-- Extrait source --

──────────────────────────────

Appréciation du Tribunal

22.
    Ainsi qu'il ressort de l'article 8, paragraphe 1, sous b), du règlement n° 40/94, une marque est refusée à l'enregistrement lorsque, en raison de son identité ou de sa similitude avec une marque antérieure et en raison de l'identité ou de la similitude des produits ou des services que les deux marques désignent, il existe un risque de confusion dans l'esprit du public du territoire dans lequel la marque antérieure est protégée. Par ailleurs, en vertu de l'article 8, paragraphe 2, sous a), ii), du règlement n° 40/94, il convient d'entendre par marques antérieures les marques, enregistrées dans un État membre, dont la date de dépôt est antérieure à celle de la demande de marque communautaire.

23.
    Selon la jurisprudence de la Cour relative à l'interprétation de l'article 4, paragraphe 1, sous b), de la directive 89/104/CEE du Conseil, du 21 décembre 1988, rapprochant les législations des États membres sur les marques (JO 1989, L 40, p. 1), dont le contenu normatif est, en substance, identique à celui de l'article 8, paragraphe 1, sous b), du règlement n° 40/94, constitue un risque de confusion le risque que le public puisse croire que les produits ou services en cause proviennent de la même entreprise ou, le cas échéant, d'entreprises liées économiquement (arrêts de la Cour du 29 septembre 1998, Canon, C-39/97, Rec. p. I-5507, point 29, et du 22 juin 1999, Lloyd Schuhfabrik Meyer, C-342/97, Rec. p. I-3819, point 17).

24.
    Selon cette même jurisprudence, le risque de confusion dans l'esprit du public doit être apprécié globalement en tenant compte de tous les facteurs pertinents du cas d'espèce (arrêts de la Cour SABEL, précité, point 22; Canon, précité, point 16; Lloyd Schuhfabrik Meyer, précité, point 18, et du 22 juin 2000, Marca Mode, C-425/98, Rec. p. I-4861, point 40).

25.
    Cette appréciation globale implique une certaine interdépendance entre les facteurs pris en compte et, notamment, la similitude des marques et celle des produits ou services désignés. Ainsi, un faible degré de similitude entre les produits ou services désignés peut être compensé par un degré élevé de similitude entre les marques et inversement (arrêts Canon, précité, point 17; Lloyd Schuhfabrik Meyer, précité, point 19, et Marca Mode, précité, point 40). L'interdépendance entre ces facteurs trouve son expression au septième considérant du règlement n° 40/94, selon lequel il y a lieu d'interpréter la notion de similitude en relation avec le risque de confusion dont l'appréciation, quant à elle, dépend notamment de la connaissance de la marque sur le marché et du degré de similitude entre la marque et le signe et entre les produits ou services désignés.

──────────────────────────────

-- Éléments --

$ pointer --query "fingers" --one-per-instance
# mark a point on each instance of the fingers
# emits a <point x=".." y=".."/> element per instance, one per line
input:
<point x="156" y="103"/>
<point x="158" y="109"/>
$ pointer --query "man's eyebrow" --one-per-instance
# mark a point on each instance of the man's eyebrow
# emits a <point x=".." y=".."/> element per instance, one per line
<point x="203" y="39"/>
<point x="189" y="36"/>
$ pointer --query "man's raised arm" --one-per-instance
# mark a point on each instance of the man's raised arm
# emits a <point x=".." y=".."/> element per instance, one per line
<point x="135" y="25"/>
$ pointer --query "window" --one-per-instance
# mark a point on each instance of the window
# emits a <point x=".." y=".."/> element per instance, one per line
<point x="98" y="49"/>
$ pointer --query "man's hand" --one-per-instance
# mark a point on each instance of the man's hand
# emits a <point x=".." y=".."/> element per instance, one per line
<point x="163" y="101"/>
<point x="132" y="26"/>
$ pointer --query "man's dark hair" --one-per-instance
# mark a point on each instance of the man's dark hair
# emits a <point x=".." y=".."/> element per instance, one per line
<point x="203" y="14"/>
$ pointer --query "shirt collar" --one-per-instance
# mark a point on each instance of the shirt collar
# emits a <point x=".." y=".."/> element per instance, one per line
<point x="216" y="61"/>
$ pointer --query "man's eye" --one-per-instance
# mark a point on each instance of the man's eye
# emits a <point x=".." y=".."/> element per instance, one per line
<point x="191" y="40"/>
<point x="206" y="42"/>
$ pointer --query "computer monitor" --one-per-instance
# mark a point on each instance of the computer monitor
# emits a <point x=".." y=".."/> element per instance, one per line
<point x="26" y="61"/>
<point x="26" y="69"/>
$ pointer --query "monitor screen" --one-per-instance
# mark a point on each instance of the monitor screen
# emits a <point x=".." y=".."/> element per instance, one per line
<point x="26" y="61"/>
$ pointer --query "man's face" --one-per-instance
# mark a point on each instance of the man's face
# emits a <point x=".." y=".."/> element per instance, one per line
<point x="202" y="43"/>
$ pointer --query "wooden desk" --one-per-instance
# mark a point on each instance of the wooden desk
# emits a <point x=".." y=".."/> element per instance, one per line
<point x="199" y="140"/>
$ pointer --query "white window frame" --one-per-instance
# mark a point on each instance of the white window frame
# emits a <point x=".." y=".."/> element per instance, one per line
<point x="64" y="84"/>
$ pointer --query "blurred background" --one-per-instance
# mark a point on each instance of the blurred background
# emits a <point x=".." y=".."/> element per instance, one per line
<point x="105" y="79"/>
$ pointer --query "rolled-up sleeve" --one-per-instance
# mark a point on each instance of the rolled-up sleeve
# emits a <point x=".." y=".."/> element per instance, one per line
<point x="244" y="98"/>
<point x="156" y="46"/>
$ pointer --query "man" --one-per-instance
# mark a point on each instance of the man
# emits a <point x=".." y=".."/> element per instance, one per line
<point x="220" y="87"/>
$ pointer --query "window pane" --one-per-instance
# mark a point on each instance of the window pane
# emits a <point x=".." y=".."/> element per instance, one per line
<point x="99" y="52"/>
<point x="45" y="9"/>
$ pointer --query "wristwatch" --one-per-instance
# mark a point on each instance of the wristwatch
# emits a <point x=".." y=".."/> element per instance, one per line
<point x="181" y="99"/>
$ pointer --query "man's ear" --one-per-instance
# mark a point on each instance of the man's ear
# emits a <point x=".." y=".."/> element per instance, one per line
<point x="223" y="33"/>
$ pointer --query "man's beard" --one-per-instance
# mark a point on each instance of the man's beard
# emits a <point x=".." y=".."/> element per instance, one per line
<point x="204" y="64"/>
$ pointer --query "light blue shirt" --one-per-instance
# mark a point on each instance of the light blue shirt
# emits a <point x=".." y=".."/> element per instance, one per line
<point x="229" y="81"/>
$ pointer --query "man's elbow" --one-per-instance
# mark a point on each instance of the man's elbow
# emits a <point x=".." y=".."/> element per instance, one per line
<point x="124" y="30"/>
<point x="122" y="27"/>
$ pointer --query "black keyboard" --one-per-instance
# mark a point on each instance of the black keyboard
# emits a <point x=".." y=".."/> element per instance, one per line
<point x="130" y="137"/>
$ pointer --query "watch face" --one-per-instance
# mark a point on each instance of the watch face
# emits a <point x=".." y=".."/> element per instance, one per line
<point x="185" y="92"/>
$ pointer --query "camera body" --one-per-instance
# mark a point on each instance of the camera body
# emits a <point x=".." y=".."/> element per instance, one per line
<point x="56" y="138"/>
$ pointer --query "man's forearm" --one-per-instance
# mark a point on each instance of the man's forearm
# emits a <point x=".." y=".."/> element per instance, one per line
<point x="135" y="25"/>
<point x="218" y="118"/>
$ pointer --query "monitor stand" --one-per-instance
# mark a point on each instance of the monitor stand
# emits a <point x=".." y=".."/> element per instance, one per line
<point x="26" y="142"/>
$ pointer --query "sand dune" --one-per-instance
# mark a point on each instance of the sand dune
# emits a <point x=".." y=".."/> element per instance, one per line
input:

──────────────────────────────

-- Objectif énoncé A --
Répondez à ces questions sur l'extrait source :
(i) Quelle directive du Conseil, et de quelle date, est citée au paragraphe 23 ?
(ii) D'après le paragraphe 24, de quelle manière le risque de confusion dans l'esprit du public doit-il être apprécié ?
(iii) Quel considérant du règlement n° 40/94 exprime l'interdépendance entre les facteurs ?
-- Objectif énoncé B --
Remplacez "public" par "consommateur" dans le passage de l'extrait source allant de "Appréciation du Tribunal" à "de marque communautaire.", puis redonnez ce passage.
Appuyez-vous uniquement sur l'extrait source.

-- Réponse rédigée A --
(i) La directive 89/104/CEE du Conseil, du 21 décembre 1988.
(ii) Globalement, en tenant compte de tous les facteurs pertinents du cas d'espèce.
(iii) Le septième considérant.

-- Réponse rédigée B --
Appréciation du Tribunal

22.
    Ainsi qu'il ressort de l'article 8, paragraphe 1, sous b), du règlement n° 40/94, une marque est refusée à l'enregistrement lorsque, en raison de son identité ou de sa similitude avec une marque antérieure et en raison de l'identité ou de la similitude des produits ou des services que les deux marques désignent, il existe un risque de confusion dans l'esprit du consommateur du territoire dans lequel la marque antérieure est protégée. Par ailleurs, en vertu de l'article 8, paragraphe 2, sous a), ii), du règlement n° 40/94, il convient d'entendre par marques antérieures les marques, enregistrées dans un État membre, dont la date de dépôt est antérieure à celle de la demande de marque communautaire.